Oleh Lambang Saribuana | Ketua Lazismu DKI Jakarta
SUDAH lebih dari satu abad Muhammadiyah membangun peradaban. Jejak fisik dan digital dengan mudah dapat dilihat, bukan hanya di Indonesia, tapi juga telah mendunia. Jejak pemikiran kader Muhammadiyah pun tak sedikit jumlahnya.
Muhammadiyah adalah pelopor pendidikan modern, kesehatan, juga gerakan sosial keumatan. Namun pertanyaan yang menggantung di benak para kader, khususnya di akar rumput dan belum terjawab hingga hari ini adalah: mengapa Muhammadiyah belum sepenuhnya berdaulat secara ekonomi?
Ada sebuah ironi nyata yang membutuhkan kajian agar dipahami oleh pucuk pimpinan, seperti saya sampaikan dalam tulisan: Bank Syariah Muhammadiyah adalah Kekuatan Ekonomi Umat (Jakartamu.com).
Saya ingin mengungkapkannya dengan beberapa pertanyaan. Sebenarnya, berapa banyak dana Muhammadiyah yang tersimpan di salah satu bank swasta (sebut saja Bank XXX)? Silakan dijawab dengan kepala dingin dan persepsi masing-masing. Saya meyakini dana itu cukup besar, karena ada konsolidasi keuangan masif dari beribu Amal Usaha Muhammadiyah (AUM) di Indonesia.

◇ ◇ ◇ ◇ ◇

* _Petunjuk Tugas_:
**1.** Jawab pertanyaan berikut berdasarkan teks tentang Muhammadiyah:
(a) Sudah berapa lama Muhammadiyah membangun peradaban?
(b) Apa judul tulisan penulis yang dirujuk dalam teks?
(c) Dari mana asal konsolidasi keuangan masif yang membuat penulis meyakini dana tersebut cukup besar?
**2.** Salin tanpa perubahan bagian teks tentang Muhammadiyah, mulai dari "Muhammadiyah adalah pelopor" dan berakhir pada "Ekonomi Umat (Jakartamu.com).".
**3.** Teruskan tulisan tentang kedaulatan ekonomi Muhammadiyah dari titik terakhir yang tercantum.
Catatan sesudah teks ini diambil dari sumber lain.

Entri set data
◇ ◇ ◇ ◇ ◇

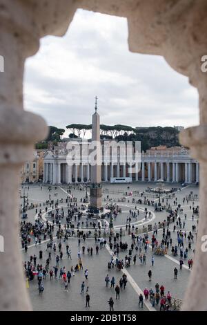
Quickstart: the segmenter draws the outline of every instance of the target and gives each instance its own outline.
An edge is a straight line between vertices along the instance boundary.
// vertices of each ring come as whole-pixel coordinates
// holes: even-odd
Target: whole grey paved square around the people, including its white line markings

◇ ◇ ◇ ◇ ◇

* _Kumpulan Jawaban_:
**1.**
(a) Lebih dari satu abad.
(b) Bank Syariah Muhammadiyah adalah Kekuatan Ekonomi Umat.
(c) Dari beribu Amal Usaha Muhammadiyah (AUM) di Indonesia.

**2.**
Muhammadiyah adalah pelopor pendidikan modern, kesehatan, juga gerakan sosial keumatan. Namun pertanyaan yang menggantung di benak para kader, khususnya di akar rumput dan belum terjawab hingga hari ini adalah: mengapa Muhammadiyah belum sepenuhnya berdaulat secara ekonomi?
Ada sebuah ironi nyata yang membutuhkan kajian agar dipahami oleh pucuk pimpinan, seperti saya sampaikan dalam tulisan: Bank Syariah Muhammadiyah adalah Kekuatan Ekonomi Umat (Jakartamu.com).

**3.**
Pertanyaan selanjutnya: berapa banyak AUM yang meminjam dana ke Bank XXX tersebut?
Kalau saja ada data yang benar-benar valid, tentu dengan sangat mudah kita dapat menghitung jumlah dana Bank XXX yang digunakan (dipinjam) oleh AUM. Dan di saat yang bersamaan, AUM harus mengembalikan pokok utang serta besaran marginnya (kalau tidak mau menyebutnya sebagai bunga bank).
Artinya apa? Silakan dijawab sendiri-sendiri dengan persepsi masing-masing. Saya haqul yaqin bahwa dana Muhammadiyah milik ribuan amal usaha itu sangat besar. Setiap detik berputar dari satu tangan ke tangan lain, dari satu rekening ke rekening selanjutnya, boleh dikatakan dari satu AUM ke AUM lain juga. Dari situ saja sudah terbaca betapa besarnya cash flow yang berputar. Salahkah kalau banyak orang menyebut angka sampai triliunan rupiah?
Sekali lagi, saya tidak tahu jumlah pastinya, tetapi aliran dananya sangat besar. Sayangnya, dana yang besar itu mengalir lewat lembaga keuangan lain. Bisa bank pelat merah atau bank swasta, bisa bank syariah atau bank konvensional. Tetapi yang pasti, bukan milik Persyarikatan. Sebaliknya, Muhammadiyah dengan senang hati menyerahkan cash flow untuk mereka kelola, cukup dengan sedikit imbalan. Sementara, merekalah penikmat hasil sesungguhnya. Dalam posisi sebagai pengguna, Muhammadiyah hanya bisa berdiri di pinggir arena, menyaksikan permainan orang lain yang menggunakan dananya.
Siapa yang harus mengakhiri ini semua? Tentu bukan kami yang berada di akar rumput. Tapi ayahanda-ayahanda kita, yang telah diberi mandat di arena muktamar. Beliau-beliau itulah yang memiliki kemampuan dan kewenangan untuk itu.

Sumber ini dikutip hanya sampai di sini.